Problem to solve:
Repeat each of the items below word for word, without changing anything.
>>
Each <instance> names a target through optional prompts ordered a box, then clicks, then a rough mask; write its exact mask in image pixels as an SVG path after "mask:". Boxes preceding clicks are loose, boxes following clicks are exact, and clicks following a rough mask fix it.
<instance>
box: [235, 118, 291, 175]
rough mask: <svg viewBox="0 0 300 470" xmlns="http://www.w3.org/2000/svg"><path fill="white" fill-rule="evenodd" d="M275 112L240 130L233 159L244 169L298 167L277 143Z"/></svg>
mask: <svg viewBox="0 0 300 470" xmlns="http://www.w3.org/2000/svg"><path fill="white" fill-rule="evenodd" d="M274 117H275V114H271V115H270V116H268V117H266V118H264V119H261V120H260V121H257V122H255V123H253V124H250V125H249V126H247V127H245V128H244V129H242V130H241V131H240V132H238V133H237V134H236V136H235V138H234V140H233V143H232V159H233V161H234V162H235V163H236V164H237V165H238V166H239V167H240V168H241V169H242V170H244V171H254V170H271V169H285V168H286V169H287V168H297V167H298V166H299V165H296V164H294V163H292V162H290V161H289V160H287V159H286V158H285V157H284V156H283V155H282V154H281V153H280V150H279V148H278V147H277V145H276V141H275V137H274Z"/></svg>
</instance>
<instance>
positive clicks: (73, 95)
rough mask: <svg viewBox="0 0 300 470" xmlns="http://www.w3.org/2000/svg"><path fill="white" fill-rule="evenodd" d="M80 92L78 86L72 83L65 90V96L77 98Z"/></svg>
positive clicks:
<<
Response area:
Each <instance> names a target through optional prompts ordered a box, then clicks, then a rough mask; write its exact mask in image pixels as an SVG path after "mask:". Boxes preceding clicks are loose, boxes following clicks are exact, and clicks following a rough mask fix it.
<instance>
box: [235, 118, 291, 175]
rough mask: <svg viewBox="0 0 300 470" xmlns="http://www.w3.org/2000/svg"><path fill="white" fill-rule="evenodd" d="M275 112L240 130L233 159L244 169L298 167L277 143Z"/></svg>
mask: <svg viewBox="0 0 300 470" xmlns="http://www.w3.org/2000/svg"><path fill="white" fill-rule="evenodd" d="M274 117H275V114H271V115H270V116H268V117H266V118H264V119H261V120H260V121H257V122H255V123H253V124H250V125H249V126H247V127H245V128H244V129H242V130H241V131H240V132H238V133H237V134H236V136H235V138H234V140H233V143H232V159H233V161H234V162H235V163H236V164H237V165H238V166H239V167H240V168H241V169H242V170H244V171H254V170H271V169H285V168H286V169H287V168H297V167H298V166H299V165H296V164H294V163H292V162H290V161H289V160H287V159H286V158H285V157H284V156H283V155H282V154H281V153H280V150H279V148H278V147H277V145H276V141H275V137H274Z"/></svg>
</instance>
<instance>
positive clicks: (73, 95)
rough mask: <svg viewBox="0 0 300 470" xmlns="http://www.w3.org/2000/svg"><path fill="white" fill-rule="evenodd" d="M80 92L78 86L72 83L65 90V96L77 98Z"/></svg>
positive clicks:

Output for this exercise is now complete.